## TEXTO FORNECIDO
Como é do conhecimento público, está em vigor desde o dia 30 de Outubro de 2007 a Lei n.º 23/2007, de 1 de Agosto (Lei do Trabalho), que revogou a Lei n.º 8/98, de 20 de Agosto (antiga Lei do Trabalho). A nova lei impõe expressamente no seu artigo 184 que os conflitos laborais individuais e colectivos sejam encaminhados para a mediação antes de serem submetidos à arbitragem ou aos Tribunais do trabalho. É esta uma forma que o Legislador encontrou de procurar aproximar as partes em conflito (o trabalhador e o empregador) antes de submeterem a disputa ao Tribunal. Conseguida a conciliação, evita-se o desgaste que um processo judicial em princípio provoca às partes em conflito. Esperamos pois que esta intensão do legislador se concretize.
Mas não é disto que pretendemos discutir. Pretendemos sim analisar a legalidade do Diploma Ministerial (DM) n.º 75/2008, de 13 de Agosto, aprovado pela Ministra do Trabalho.
Tal como resulta dos dois últimos parágrafos do preâmbulo deste Diploma Ministerial, o mesmo foi aprovado com o objectivo de regulamentar a competência transitória que a Lei do Trabalho, no seu artigo 270º, n.º 1, atribui ao Ministério do Trabalho no que respeita a realização da mediação, enquanto os centros de mediação não entrarem em funcionamento.
É o que se segue o conteúdo dos referidos parágrafos daquele preâmbulo:
“A Lei n.º 23/2007, de 1 de Agosto, no seu artigo 270, n.º 1, determina que enquanto estes órgãos (subentenda-se, órgãos de mediação) não entrarem em funcionamento, compete ao Ministério do Trabalho a resolução extrajudicial de conflitos laborais.
Neste contexto, convindo regular o exercício da referida competência,de moldando-a dentro dos princípios imparcialidade, independência, celeridade processual, equidade e justiça, a Ministra do Trabalho determina:”
Pensamos que foi infeliz a Ministra do Trabalho ao tomar tal iniciativa. Vejamos então porquê!
É verdade que a competência transitória atribuída ao Ministério do Trabalho no sentido de proceder à resolução extrajudicial de conflitos laborais, prevista no n.º 1 do art 270 da Lei do Trabalho, carecia de regulamentação. Até porque, não raras foram as vezes em que nós próprios, no exercício da advocacia, vimo-nos confrontados com certas dúvidas relativamente ao modo como o processo de mediação deveria ser dirigido. Exemplificativamente, não era pacífico se o pedido de mediação deveria ser apresentado necessáriamente no Ministério do Trabalho, para que este, por sua vez, fizesse a distribuição para a Direcção Provincial do Trabalho competente, ou se, poderia ser apresentado directamente na Direcção Provincial do Trabalho correspondente à área em que o lítigo laboral teve lugar. Também desconhecíamos quais os órgãos que, dentro do Ministério do Trabalho é que desempenhariam a competência acima referida. Entre outras que, com maior ou menor importância, mereceram, e continuam merecendo, a nossa atenção.

[Entradas de anotação com caixas delimitadoras]
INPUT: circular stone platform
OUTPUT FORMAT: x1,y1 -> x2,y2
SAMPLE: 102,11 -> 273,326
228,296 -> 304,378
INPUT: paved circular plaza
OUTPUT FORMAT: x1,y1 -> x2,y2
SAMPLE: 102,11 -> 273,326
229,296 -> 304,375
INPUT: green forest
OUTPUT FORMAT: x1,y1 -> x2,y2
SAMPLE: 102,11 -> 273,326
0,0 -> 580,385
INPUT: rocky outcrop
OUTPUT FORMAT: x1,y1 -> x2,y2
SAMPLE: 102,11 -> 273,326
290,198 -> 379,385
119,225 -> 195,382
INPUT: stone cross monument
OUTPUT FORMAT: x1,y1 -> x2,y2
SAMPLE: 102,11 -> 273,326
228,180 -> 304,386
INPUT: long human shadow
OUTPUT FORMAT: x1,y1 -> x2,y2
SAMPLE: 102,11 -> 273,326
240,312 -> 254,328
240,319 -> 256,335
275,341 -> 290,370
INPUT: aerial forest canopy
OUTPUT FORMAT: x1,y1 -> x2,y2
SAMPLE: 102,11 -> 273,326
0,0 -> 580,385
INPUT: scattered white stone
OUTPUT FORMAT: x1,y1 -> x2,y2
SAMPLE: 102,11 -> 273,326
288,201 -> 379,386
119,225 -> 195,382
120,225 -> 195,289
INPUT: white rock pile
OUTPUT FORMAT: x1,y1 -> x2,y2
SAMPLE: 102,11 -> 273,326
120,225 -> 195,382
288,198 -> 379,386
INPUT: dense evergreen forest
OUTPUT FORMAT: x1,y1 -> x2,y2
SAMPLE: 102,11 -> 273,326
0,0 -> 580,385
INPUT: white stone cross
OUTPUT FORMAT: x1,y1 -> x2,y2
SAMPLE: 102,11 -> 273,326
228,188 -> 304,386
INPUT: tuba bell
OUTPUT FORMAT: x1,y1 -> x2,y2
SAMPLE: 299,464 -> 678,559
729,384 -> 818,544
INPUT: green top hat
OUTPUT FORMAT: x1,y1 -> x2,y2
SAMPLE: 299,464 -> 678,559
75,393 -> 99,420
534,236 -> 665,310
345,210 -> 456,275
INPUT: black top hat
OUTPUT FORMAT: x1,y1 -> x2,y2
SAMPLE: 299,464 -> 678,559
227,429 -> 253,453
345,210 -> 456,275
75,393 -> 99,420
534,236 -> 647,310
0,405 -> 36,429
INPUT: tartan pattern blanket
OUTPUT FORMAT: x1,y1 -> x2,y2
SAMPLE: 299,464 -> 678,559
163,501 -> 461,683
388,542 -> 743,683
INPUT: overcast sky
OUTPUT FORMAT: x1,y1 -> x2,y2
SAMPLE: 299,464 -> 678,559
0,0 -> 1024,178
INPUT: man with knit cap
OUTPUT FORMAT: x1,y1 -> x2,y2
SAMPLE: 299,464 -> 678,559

## O QUE FAZER
Transcreva, sem qualquer alteração, o trecho do texto sobre o Diploma Ministerial n.º 75/2008 que começa nas palavras que contêm "Neste contexto, convindo" e termina em "Vejamos então porquê!".

## RESULTADO DA TAREFA
Neste contexto, convindo regular o exercício da referida competência,de moldando-a dentro dos princípios imparcialidade, independência, celeridade processual, equidade e justiça, a Ministra do Trabalho determina:”
Pensamos que foi infeliz a Ministra do Trabalho ao tomar tal iniciativa. Vejamos então porquê!